On December 1, 2020, U.S. Federal Court for the Northern District of California in Chamber of Commerce of the United States of America V. U.S. Department of Homeland Security struck down the Department of Labor (DOL) rule that profoundly changed how it calculated H-1B and PERM Labor Certification wages.
On October 8, 2020, the DOL implemented the new rule without any prior notice and changed the way it calculated the prevailing wage. In implementing this new rule, the DOL asserted that the current wages were artificially low, and U.S. employers hired and trained foreign workers at lower wages than what the U.S. workers were paid. So, to remedy this alleged problem, the DOL adjusted the prevailing wage percentiles at all wage levels.
As an example, Level I wage for a new college graduate Software Engineer with no experience increased from $78, 125 to $116,481. Further, to avoid providing notice of the new rule, the DOL invoked a “good cause exception” to the notice and comment requirement under the Federal Administrative Procedures Act. The DOL further claimed that widespread unemployment resulting from the Coronavirus required an immediate action to prevent foreign workers from taking American jobs.
The Judge struck down this new rule and thus prevented the DOL from implementing it. Based on the evidence presented, the Judge concluded that the DOL and Department of Homeland Security (DHS) have not shown good cause to excuse the notice and comment requirement under the Administrative Procedures Act. The Court’s decision goes on to say that though the DOL and DHS used the words “skyrocketing” and “widespread” unemployment and insisted on taking “immediate action”, they had in fact taken no action for more than six months since such unemployment rates started.

· · ·

**APPLY WHAT YOU READ:**
A. Copy word for word the part of the article on the court ruling against the wage rule that begins at the words "The Judge struck" and stops after the words "unemployment rates started.".
B. Pick up the article on the court ruling against the wage rule after its last sentence and write the next part.

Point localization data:
· · ·

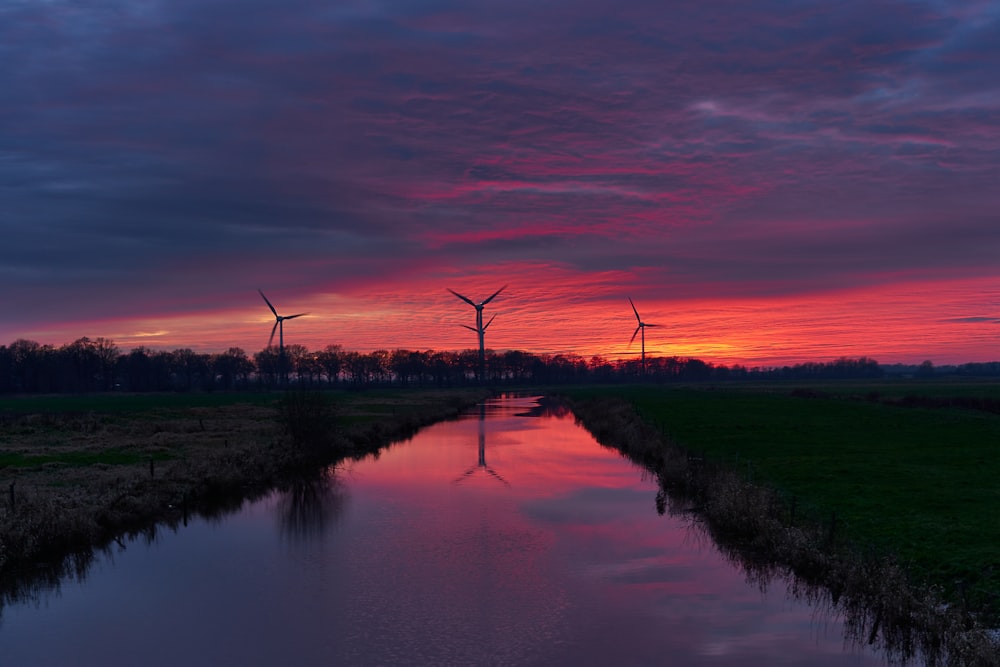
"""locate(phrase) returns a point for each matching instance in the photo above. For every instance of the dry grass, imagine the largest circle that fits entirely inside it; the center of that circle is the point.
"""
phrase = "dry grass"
(72, 483)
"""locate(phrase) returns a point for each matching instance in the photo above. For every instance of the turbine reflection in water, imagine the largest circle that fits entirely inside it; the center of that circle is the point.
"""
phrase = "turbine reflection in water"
(481, 464)
(310, 506)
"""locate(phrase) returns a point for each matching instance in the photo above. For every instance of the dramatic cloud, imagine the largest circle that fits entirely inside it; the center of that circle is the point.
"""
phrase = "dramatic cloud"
(159, 161)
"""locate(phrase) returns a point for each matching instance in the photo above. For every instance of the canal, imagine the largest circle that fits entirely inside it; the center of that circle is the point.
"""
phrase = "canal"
(506, 537)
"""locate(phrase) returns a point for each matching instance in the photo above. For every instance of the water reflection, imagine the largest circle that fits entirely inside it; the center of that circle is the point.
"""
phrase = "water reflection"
(481, 464)
(310, 505)
(393, 563)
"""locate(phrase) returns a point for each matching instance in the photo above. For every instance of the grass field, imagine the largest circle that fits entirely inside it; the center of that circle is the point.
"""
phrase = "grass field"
(922, 483)
(78, 471)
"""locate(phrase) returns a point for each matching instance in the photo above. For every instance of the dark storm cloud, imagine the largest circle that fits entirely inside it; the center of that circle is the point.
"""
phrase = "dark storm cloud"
(165, 153)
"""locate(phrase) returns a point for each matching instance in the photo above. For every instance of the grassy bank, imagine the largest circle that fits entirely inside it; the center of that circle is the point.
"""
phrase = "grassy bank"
(77, 472)
(876, 473)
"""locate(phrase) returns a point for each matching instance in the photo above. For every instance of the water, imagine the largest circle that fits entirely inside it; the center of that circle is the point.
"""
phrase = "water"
(498, 539)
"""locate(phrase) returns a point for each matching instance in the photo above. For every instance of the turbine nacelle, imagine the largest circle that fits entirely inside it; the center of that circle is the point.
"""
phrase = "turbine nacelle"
(640, 328)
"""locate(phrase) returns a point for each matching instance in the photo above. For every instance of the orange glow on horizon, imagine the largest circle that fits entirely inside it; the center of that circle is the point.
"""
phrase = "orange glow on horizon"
(588, 315)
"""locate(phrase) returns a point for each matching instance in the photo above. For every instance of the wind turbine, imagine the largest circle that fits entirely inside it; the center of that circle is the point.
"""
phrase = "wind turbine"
(479, 328)
(642, 327)
(279, 326)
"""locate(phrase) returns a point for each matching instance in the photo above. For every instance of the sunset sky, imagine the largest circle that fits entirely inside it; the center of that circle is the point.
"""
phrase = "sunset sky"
(771, 182)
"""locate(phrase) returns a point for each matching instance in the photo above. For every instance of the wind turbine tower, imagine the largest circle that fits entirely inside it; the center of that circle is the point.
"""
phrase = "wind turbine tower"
(279, 326)
(480, 329)
(641, 328)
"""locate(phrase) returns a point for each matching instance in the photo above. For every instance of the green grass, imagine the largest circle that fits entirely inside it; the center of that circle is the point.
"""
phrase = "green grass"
(920, 483)
(80, 458)
(115, 403)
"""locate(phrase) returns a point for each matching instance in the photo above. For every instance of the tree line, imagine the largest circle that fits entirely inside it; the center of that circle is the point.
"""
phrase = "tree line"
(98, 365)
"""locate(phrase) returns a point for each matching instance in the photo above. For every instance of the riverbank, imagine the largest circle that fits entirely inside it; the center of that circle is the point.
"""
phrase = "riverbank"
(773, 533)
(77, 473)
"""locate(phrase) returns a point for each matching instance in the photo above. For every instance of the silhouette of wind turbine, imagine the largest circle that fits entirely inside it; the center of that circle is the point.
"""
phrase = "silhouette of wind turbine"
(642, 327)
(479, 328)
(279, 326)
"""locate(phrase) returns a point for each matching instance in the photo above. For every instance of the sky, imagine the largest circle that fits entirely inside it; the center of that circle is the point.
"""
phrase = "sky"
(771, 182)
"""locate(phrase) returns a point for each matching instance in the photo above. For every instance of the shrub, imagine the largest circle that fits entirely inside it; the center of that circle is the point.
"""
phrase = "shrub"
(309, 418)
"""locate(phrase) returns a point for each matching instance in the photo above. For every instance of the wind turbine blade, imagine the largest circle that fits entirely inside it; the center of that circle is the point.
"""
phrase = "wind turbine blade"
(634, 334)
(463, 298)
(494, 295)
(271, 339)
(267, 302)
(635, 311)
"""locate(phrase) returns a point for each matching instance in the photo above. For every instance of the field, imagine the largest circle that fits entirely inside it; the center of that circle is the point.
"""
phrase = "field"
(904, 468)
(78, 471)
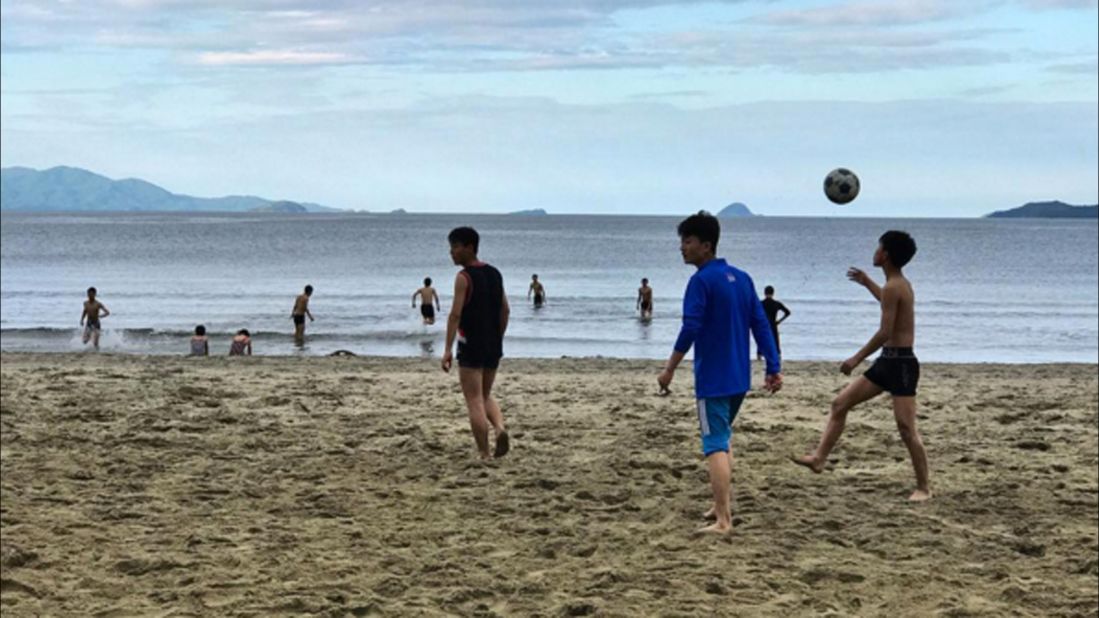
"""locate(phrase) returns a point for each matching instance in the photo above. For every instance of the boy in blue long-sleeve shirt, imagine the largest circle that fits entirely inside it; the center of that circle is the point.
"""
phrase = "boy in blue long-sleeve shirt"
(720, 309)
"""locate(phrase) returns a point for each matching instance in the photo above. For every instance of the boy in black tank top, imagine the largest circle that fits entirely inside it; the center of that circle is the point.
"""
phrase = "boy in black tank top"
(478, 320)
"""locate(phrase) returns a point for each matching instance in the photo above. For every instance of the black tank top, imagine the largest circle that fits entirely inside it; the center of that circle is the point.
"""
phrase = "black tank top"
(480, 318)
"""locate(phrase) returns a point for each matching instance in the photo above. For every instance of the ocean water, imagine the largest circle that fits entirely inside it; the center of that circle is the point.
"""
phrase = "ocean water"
(987, 290)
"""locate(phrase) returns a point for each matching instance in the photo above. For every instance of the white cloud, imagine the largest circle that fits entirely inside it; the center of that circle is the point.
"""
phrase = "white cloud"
(272, 57)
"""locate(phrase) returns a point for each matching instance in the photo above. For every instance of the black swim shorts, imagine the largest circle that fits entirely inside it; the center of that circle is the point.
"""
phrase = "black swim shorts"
(896, 371)
(478, 356)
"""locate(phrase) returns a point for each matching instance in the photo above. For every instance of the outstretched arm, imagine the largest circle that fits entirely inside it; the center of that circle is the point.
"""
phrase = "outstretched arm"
(890, 299)
(461, 285)
(694, 310)
(765, 343)
(786, 313)
(865, 280)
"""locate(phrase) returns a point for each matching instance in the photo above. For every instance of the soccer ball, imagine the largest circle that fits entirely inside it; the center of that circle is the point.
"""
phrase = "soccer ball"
(841, 185)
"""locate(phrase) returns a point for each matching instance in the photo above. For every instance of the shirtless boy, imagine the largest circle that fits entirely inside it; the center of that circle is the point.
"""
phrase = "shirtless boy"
(896, 370)
(645, 300)
(429, 301)
(93, 310)
(299, 312)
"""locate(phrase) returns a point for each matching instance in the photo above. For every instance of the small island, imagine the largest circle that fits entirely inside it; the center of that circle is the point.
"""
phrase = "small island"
(1047, 210)
(282, 207)
(735, 209)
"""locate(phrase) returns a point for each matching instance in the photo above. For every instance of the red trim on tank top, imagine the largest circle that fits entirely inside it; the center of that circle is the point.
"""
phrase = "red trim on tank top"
(469, 286)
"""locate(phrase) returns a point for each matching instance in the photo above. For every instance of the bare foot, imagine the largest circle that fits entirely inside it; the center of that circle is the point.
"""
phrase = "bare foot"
(718, 528)
(809, 462)
(502, 444)
(920, 496)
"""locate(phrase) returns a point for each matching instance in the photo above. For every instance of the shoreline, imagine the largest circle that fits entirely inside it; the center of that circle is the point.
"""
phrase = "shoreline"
(507, 360)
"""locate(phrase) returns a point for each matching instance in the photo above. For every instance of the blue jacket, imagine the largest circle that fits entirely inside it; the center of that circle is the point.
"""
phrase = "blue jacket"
(720, 307)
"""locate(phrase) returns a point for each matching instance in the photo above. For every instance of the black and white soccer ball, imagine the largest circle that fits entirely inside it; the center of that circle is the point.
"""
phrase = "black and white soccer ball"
(841, 185)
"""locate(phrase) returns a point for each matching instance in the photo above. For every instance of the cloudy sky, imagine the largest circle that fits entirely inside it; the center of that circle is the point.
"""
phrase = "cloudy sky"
(943, 107)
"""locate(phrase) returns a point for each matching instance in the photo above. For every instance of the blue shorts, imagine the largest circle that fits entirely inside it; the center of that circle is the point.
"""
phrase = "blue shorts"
(715, 418)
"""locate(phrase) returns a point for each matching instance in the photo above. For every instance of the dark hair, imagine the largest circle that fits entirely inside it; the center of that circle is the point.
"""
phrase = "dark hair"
(703, 227)
(899, 245)
(464, 235)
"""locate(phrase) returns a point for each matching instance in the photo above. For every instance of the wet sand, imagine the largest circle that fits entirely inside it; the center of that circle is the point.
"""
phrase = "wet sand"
(348, 486)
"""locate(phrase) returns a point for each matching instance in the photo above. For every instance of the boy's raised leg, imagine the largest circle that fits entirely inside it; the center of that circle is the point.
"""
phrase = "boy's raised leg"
(905, 412)
(854, 394)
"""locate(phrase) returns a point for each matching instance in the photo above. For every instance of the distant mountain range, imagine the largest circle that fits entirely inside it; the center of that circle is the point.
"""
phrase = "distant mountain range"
(1047, 210)
(76, 189)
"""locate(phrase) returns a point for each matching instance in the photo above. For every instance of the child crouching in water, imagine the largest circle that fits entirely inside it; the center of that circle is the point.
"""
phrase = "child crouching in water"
(200, 345)
(242, 344)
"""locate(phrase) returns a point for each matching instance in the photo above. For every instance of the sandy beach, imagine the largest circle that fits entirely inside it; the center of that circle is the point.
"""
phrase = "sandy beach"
(348, 486)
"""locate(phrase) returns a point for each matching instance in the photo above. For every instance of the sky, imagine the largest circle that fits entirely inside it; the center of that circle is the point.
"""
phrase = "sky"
(641, 107)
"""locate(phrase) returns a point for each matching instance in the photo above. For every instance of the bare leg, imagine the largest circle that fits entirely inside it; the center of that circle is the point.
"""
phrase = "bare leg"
(905, 412)
(720, 476)
(475, 401)
(494, 414)
(851, 396)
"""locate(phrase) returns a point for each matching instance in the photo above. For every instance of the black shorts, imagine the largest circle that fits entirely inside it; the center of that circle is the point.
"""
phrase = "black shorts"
(897, 371)
(478, 356)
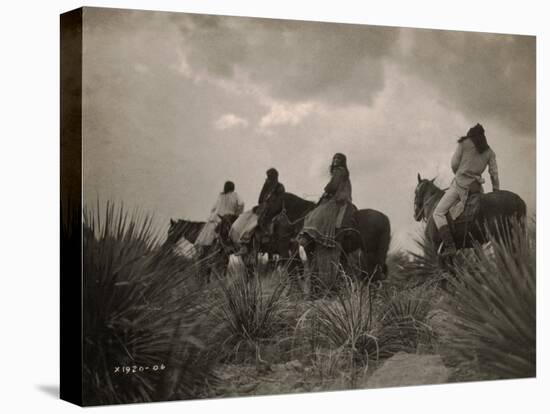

· · ·

**ANSWERS FOR EACH ITEM:**
A.
The Judge struck down this new rule and thus prevented the DOL from implementing it. Based on the evidence presented, the Judge concluded that the DOL and Department of Homeland Security (DHS) have not shown good cause to excuse the notice and comment requirement under the Administrative Procedures Act. The Court’s decision goes on to say that though the DOL and DHS used the words “skyrocketing” and “widespread” unemployment and insisted on taking “immediate action”, they had in fact taken no action for more than six months since such unemployment rates started.

B.
More importantly, the Judge pointed out that the evidence regarding unemployment rates most relevant to H-1B occupations does not show a “dire” emergency. The Court’s opinion correctly pointed out that H-1B visas require a “bachelor’s degree… or higher, and in September 2020, the unemployment rate for workers with a bachelor’s degree was 4.8%.”
DHS and DOL made changes to the wage policy without any consultation with interested parties such as US employers, institutions of higher learning, policymakers, and immigration attorneys. They did not want to give any notice to the U.S. employers and employees who have been relying on the government issued wages for many years. For many US employers who are struggling to fill professional jobs, the new wages would have been untenable. The Court rightly reiterated “this lack of predictability necessary for basic business governance and planning also is contrary to the stated purpose of promoting American business in order to provide employment opportunities for United States citizens”.
With the new rule struck down, we are expecting clarification from the DOL as to how quickly they will transition back to the July 1, 2020 wage data for the H-1B cases, and also whether the DOL will reissue Prevailing Wage Determinations that were issued between October 8 and December 1, 2020. We hope better sense prevails and DOL will affirmatively go back and reissue these determinations based on the July 1, 2020 data.